__Your objective__.
Reproduce every line of the records below word for word.

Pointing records
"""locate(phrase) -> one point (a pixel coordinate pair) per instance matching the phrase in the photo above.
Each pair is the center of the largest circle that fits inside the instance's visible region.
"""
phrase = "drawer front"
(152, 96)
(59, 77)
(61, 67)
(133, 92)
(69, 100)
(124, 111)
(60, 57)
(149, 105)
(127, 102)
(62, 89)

__Output of the task__.
"""locate(phrase) -> one point (a pixel coordinate pair) per instance matching the phrase in the photo above.
Each pair is the center of the largest circle that fits inside the instance's visible region.
"""
phrase = "drawer front"
(152, 96)
(59, 77)
(61, 67)
(133, 92)
(69, 100)
(124, 111)
(60, 57)
(149, 105)
(127, 102)
(62, 89)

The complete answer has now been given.